** Opening Task inputs block **

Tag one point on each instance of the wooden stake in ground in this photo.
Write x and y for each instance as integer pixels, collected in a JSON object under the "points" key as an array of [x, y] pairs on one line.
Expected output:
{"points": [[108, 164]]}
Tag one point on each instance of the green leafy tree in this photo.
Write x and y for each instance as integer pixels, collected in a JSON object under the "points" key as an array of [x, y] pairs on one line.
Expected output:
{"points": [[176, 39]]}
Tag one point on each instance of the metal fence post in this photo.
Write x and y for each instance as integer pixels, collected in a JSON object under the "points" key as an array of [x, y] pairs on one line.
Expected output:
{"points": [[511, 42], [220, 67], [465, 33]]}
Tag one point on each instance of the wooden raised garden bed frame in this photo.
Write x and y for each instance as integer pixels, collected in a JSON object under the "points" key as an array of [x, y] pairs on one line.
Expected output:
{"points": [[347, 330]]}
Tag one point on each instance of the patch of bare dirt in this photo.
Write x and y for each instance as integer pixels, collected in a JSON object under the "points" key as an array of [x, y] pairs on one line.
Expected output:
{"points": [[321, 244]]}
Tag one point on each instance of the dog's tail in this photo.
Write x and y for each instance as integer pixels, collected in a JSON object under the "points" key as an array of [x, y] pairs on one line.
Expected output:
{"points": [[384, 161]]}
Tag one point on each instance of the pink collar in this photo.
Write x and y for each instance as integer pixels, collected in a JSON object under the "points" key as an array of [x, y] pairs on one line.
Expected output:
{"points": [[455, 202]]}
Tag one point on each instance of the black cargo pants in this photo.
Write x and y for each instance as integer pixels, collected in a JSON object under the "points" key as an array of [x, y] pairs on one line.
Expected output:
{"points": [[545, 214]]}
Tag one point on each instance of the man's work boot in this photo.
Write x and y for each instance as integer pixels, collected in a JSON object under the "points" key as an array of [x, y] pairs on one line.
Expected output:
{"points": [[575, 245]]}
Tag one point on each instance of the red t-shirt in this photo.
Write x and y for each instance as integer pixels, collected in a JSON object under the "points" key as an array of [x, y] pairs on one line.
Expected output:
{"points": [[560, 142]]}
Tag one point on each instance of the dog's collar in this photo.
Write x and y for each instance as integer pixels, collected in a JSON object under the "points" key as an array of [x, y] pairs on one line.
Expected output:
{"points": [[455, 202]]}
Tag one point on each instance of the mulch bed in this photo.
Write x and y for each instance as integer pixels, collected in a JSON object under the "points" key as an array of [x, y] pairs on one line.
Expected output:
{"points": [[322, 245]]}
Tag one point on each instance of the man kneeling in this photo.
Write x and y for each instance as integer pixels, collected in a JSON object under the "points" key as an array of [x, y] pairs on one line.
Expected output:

** Closing Task inputs block **

What this task involves: Count the lines of the records that contain the word "collar". Give only the count.

Answer section: 2